Amid Hagel visit, Karzai accuses U.S. of conspiring with Taliban
KABUL, Afghanistan — The often-volatile U.S. relationship with Afghan President Hamid Karzai grew increasingly strained Sunday as Karzai accused the U.S. and Taliban insurgents of having a secret understanding to foment violence as a pretext to keep foreign troops in Afghanistan.
The comments were the latest — and perhaps the most baffling — broadside by the mercurial Afghan leader against one of his nation’s closest allies, leaving U.S. officials privately fuming and publicly struggling to limit the fallout.
The comments came hours before Defense Secretary Chuck Hagel, in Kabul on his first visit since taking office, was scheduled to hold a joint news conference with Karzai at the presidential palace. The news conference was canceled, a move that U.S. officials said was due not to Karzai’s inflammatory speech but to security concerns.
In a speech in Kabul to commemorate International Women’s Day, Karzai said that the deadly bombings carried out a day earlier by the Taliban in Kabul and the eastern Khost province, killing 18, “were not to show [the insurgents’] power but to serve the United States.” Speaking in the Dari language, he added that the bombings were intended “to pave the way for foreigners not to leave, but to stay.”
He claimed that U.S. officials were meeting with the Taliban “every day,” an apparent reference to Taliban representatives opening an office in the Gulf nation of Qatar as a precursor to possible peace talks with Kabul. U.S. officials denied direct contacts with the Taliban.
U.S. officials said they had no explanation for Karzai’s statements, but several speculated that it was a reflection of the anxiety he and many Afghans feel about the future as the U.S. prepares to pull out most of its troops by next year.
“President Karzai has never said to me that the United States was colluding with the Taliban. I don’t know what caused him to say that today,” said Marine Gen. Joseph F. Dunford Jr., the commander of the U.S.-led military coalition.
“It’s categorically false. We have no reason to be colluding with the Taliban.”
Others speculated that Karzai was spinning an elaborate conspiracy to explain why his country remains wracked with violence after nearly a dozen years of war and to shift responsibility for his own government’s failures as he faces an end to his second term next year. Another suggestion was that he was attempting to assert authority over the United States and Western powers he accuses of compromising his nation’s sovereignty while turning the tables on the Taliban, who have long accused him of being a lackey of his Washington backers.

• **Given instruction 1**:
Locate every line in the records that contains the string "young", matching case exactly, and copy each of those lines.
The article and the records have no connection to each other.

Excerpt from a data file
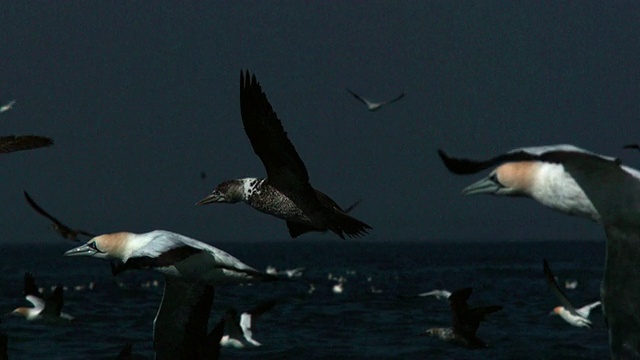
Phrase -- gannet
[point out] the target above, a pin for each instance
(171, 254)
(576, 317)
(8, 106)
(62, 229)
(43, 309)
(374, 106)
(438, 294)
(465, 321)
(240, 333)
(23, 142)
(582, 183)
(286, 192)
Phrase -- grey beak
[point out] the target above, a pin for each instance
(83, 250)
(484, 186)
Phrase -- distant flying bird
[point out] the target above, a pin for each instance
(240, 333)
(374, 106)
(575, 317)
(465, 321)
(48, 309)
(286, 192)
(11, 143)
(585, 184)
(62, 229)
(8, 106)
(438, 294)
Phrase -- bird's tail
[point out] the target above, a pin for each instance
(342, 223)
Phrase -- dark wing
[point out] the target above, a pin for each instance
(553, 285)
(41, 211)
(394, 100)
(362, 100)
(212, 346)
(30, 287)
(467, 166)
(180, 327)
(126, 353)
(284, 167)
(17, 143)
(615, 193)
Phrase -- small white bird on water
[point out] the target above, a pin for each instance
(576, 317)
(48, 309)
(374, 106)
(240, 334)
(8, 106)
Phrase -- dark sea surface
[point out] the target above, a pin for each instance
(357, 324)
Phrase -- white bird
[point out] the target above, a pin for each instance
(8, 106)
(48, 309)
(171, 254)
(581, 183)
(438, 294)
(192, 269)
(240, 334)
(373, 106)
(576, 317)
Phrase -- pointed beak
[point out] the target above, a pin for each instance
(484, 186)
(215, 196)
(83, 250)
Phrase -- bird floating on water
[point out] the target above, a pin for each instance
(240, 333)
(374, 106)
(465, 321)
(286, 192)
(576, 317)
(44, 309)
(8, 106)
(585, 184)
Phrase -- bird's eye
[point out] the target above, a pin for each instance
(494, 177)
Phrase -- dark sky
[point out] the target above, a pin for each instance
(140, 98)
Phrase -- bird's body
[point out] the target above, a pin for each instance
(374, 106)
(286, 192)
(44, 309)
(465, 321)
(579, 182)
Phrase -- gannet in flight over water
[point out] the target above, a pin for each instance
(374, 106)
(48, 309)
(576, 317)
(192, 269)
(8, 106)
(62, 229)
(581, 183)
(286, 192)
(465, 321)
(23, 142)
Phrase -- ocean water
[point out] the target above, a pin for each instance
(358, 324)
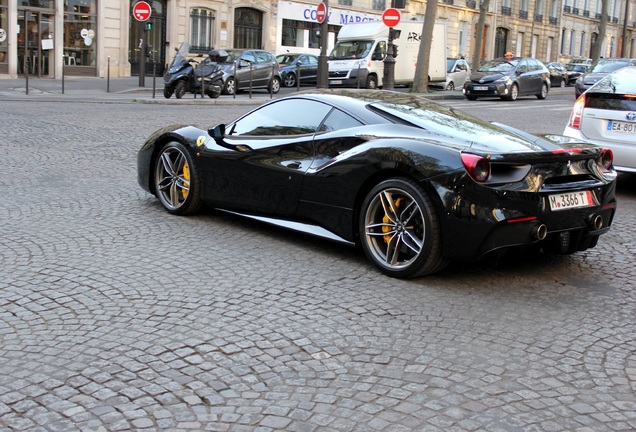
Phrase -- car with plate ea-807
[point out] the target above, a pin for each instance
(509, 78)
(414, 183)
(606, 115)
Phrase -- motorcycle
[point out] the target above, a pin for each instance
(187, 74)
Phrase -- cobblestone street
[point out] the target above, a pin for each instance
(115, 315)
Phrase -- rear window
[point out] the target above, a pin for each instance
(614, 102)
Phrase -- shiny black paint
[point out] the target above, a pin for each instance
(322, 179)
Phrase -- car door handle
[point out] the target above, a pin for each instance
(292, 165)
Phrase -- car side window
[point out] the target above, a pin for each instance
(249, 56)
(338, 120)
(287, 117)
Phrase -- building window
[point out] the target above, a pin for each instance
(201, 30)
(248, 28)
(80, 27)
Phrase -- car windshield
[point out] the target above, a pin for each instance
(351, 50)
(498, 66)
(607, 66)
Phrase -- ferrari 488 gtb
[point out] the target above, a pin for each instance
(415, 184)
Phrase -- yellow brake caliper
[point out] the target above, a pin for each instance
(186, 178)
(387, 220)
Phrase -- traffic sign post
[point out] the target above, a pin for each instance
(142, 12)
(322, 16)
(390, 18)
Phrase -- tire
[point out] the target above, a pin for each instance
(399, 231)
(372, 82)
(544, 91)
(290, 79)
(179, 89)
(230, 86)
(176, 180)
(274, 85)
(514, 93)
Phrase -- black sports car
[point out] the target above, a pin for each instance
(414, 183)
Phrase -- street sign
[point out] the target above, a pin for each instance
(142, 11)
(391, 17)
(321, 13)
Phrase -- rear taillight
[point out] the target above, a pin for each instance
(577, 113)
(477, 167)
(607, 159)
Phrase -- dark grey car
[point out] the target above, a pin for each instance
(250, 68)
(509, 79)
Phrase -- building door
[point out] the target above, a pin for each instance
(501, 42)
(36, 51)
(152, 35)
(248, 28)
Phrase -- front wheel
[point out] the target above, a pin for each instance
(544, 91)
(399, 230)
(274, 85)
(176, 180)
(290, 80)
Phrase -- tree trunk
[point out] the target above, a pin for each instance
(420, 80)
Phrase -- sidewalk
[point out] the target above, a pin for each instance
(121, 90)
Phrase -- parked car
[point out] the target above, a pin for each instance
(414, 183)
(601, 68)
(244, 69)
(606, 115)
(575, 70)
(509, 79)
(457, 73)
(294, 65)
(558, 74)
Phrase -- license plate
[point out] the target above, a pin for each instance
(570, 200)
(621, 127)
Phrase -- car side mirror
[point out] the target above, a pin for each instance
(217, 133)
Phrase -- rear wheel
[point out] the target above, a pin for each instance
(514, 93)
(399, 231)
(179, 89)
(544, 91)
(176, 180)
(274, 85)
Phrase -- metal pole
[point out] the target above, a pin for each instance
(323, 65)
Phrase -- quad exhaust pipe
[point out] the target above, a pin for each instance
(596, 222)
(539, 232)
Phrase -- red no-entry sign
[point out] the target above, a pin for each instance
(142, 11)
(321, 13)
(391, 17)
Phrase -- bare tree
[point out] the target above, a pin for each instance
(602, 29)
(483, 10)
(420, 80)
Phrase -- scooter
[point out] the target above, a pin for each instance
(189, 75)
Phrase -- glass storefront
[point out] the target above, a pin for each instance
(80, 28)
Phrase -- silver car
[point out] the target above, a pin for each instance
(606, 115)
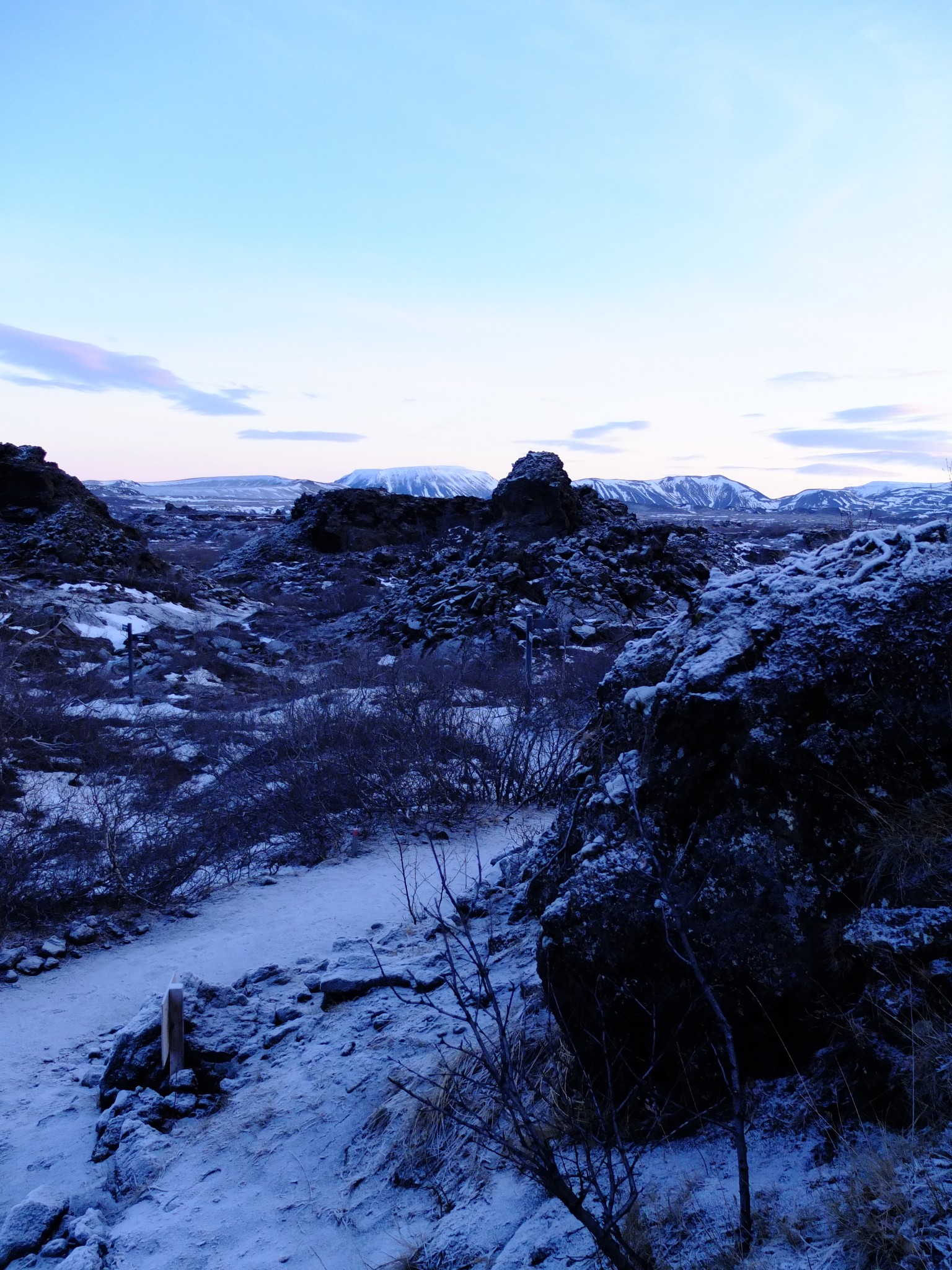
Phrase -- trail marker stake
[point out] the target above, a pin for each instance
(530, 628)
(133, 659)
(173, 1026)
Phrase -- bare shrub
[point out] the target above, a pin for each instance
(514, 1089)
(287, 779)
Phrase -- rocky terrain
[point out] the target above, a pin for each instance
(771, 773)
(731, 943)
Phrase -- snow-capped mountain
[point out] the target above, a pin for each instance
(683, 493)
(425, 482)
(260, 494)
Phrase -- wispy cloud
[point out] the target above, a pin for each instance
(606, 430)
(795, 378)
(855, 432)
(582, 438)
(68, 363)
(837, 470)
(861, 438)
(884, 414)
(265, 435)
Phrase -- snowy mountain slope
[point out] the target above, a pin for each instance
(908, 498)
(267, 494)
(443, 482)
(263, 494)
(683, 493)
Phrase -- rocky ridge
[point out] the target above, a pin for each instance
(50, 521)
(771, 770)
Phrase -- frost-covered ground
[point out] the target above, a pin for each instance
(299, 1166)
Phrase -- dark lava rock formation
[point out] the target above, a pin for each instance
(48, 520)
(441, 572)
(536, 499)
(769, 779)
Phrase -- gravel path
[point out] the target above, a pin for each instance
(50, 1024)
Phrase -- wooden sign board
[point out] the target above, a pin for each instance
(173, 1028)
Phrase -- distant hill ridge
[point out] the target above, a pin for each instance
(268, 494)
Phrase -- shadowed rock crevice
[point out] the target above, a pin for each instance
(753, 769)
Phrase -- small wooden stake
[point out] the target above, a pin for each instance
(130, 648)
(530, 629)
(173, 1028)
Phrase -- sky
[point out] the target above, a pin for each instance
(304, 236)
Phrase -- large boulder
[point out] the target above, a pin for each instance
(213, 1042)
(50, 520)
(537, 499)
(30, 1223)
(535, 502)
(764, 771)
(361, 520)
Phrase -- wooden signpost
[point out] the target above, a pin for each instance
(131, 651)
(173, 1028)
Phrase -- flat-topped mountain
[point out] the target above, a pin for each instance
(441, 482)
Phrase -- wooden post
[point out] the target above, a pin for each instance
(133, 660)
(530, 628)
(173, 1028)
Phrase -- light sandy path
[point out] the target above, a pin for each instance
(48, 1024)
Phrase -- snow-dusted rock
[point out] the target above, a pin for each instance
(141, 1156)
(763, 747)
(903, 930)
(82, 933)
(29, 1223)
(86, 1258)
(11, 957)
(90, 1230)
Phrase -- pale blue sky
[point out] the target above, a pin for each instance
(448, 230)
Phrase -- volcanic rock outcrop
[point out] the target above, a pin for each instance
(436, 572)
(765, 790)
(50, 520)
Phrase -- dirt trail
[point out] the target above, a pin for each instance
(48, 1025)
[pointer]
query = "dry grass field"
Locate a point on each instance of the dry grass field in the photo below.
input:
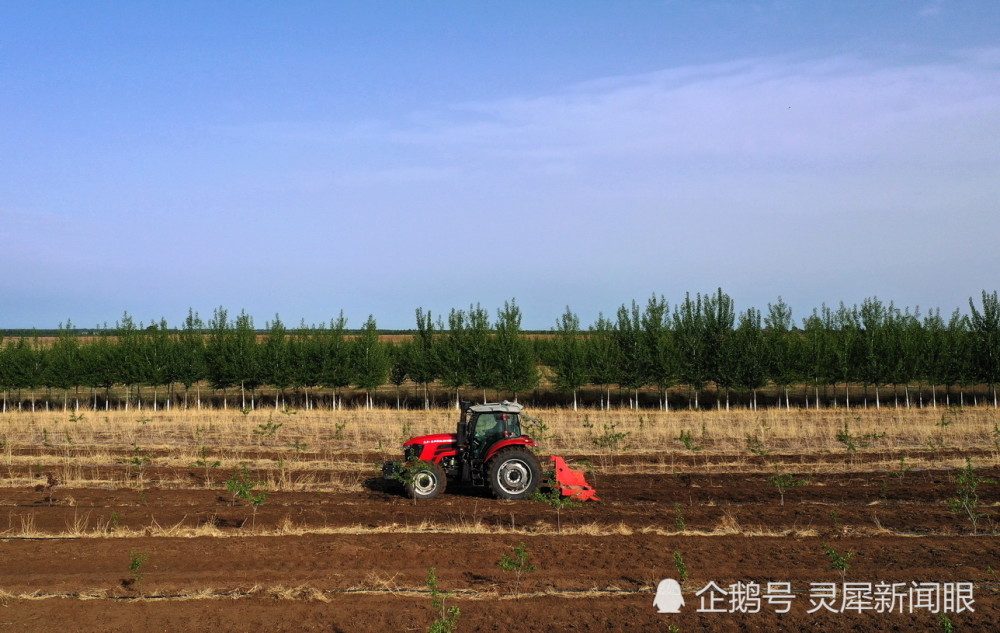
(123, 520)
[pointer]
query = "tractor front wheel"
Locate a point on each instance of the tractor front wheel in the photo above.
(514, 473)
(425, 482)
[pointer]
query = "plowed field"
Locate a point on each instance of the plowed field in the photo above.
(90, 541)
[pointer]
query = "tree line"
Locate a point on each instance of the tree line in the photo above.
(649, 354)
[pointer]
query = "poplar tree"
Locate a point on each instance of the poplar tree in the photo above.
(451, 354)
(985, 324)
(632, 359)
(156, 358)
(568, 361)
(189, 355)
(129, 355)
(478, 350)
(513, 354)
(781, 347)
(338, 370)
(847, 352)
(370, 360)
(423, 365)
(752, 361)
(245, 357)
(603, 358)
(817, 350)
(63, 362)
(660, 355)
(276, 363)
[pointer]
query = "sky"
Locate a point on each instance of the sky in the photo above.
(372, 157)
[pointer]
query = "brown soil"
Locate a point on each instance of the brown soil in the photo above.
(65, 552)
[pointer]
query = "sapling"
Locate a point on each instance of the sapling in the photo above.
(553, 498)
(852, 442)
(612, 439)
(537, 429)
(207, 464)
(409, 472)
(783, 481)
(518, 563)
(966, 500)
(687, 440)
(838, 562)
(679, 522)
(338, 433)
(267, 429)
(139, 460)
(756, 446)
(947, 626)
(447, 618)
(242, 486)
(136, 561)
(681, 567)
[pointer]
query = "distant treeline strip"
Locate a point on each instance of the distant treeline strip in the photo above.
(699, 343)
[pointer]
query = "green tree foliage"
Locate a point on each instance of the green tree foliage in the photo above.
(568, 356)
(658, 340)
(985, 322)
(697, 344)
(451, 354)
(369, 359)
(512, 354)
(603, 357)
(632, 360)
(422, 363)
(781, 346)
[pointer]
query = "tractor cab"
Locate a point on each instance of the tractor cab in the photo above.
(487, 449)
(490, 423)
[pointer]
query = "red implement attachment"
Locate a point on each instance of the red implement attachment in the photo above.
(571, 482)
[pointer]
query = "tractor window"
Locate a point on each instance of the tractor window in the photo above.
(487, 425)
(514, 425)
(491, 426)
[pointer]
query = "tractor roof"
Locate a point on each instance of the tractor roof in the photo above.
(497, 407)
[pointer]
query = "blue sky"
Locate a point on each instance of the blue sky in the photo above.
(374, 157)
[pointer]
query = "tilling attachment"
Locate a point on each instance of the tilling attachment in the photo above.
(571, 483)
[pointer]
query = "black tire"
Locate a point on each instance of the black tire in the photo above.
(428, 482)
(514, 473)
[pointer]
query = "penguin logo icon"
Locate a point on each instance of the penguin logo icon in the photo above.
(668, 596)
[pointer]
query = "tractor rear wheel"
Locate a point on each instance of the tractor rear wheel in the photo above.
(426, 481)
(514, 473)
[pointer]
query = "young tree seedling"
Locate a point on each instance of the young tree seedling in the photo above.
(242, 486)
(207, 464)
(408, 473)
(838, 562)
(679, 521)
(783, 481)
(519, 564)
(966, 500)
(139, 460)
(447, 617)
(553, 498)
(687, 440)
(136, 561)
(756, 446)
(681, 567)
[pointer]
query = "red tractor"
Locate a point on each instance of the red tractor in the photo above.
(488, 449)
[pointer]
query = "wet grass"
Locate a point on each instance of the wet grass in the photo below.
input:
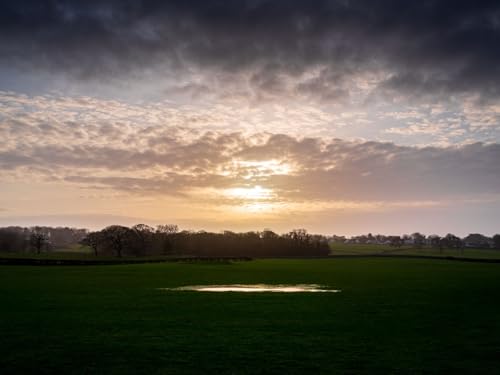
(393, 316)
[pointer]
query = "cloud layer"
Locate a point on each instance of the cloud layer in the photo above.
(335, 47)
(103, 151)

• **Given instruction 2**:
In the article on Karzai's accusations, how many people were killed by the Taliban bombings in Kabul and Khost province?

• **Response 1**:
query = "young tree seedling"
Locate a point on each instance of the young tree seedling in the photo above.

• **Response 2**:
18 people were killed.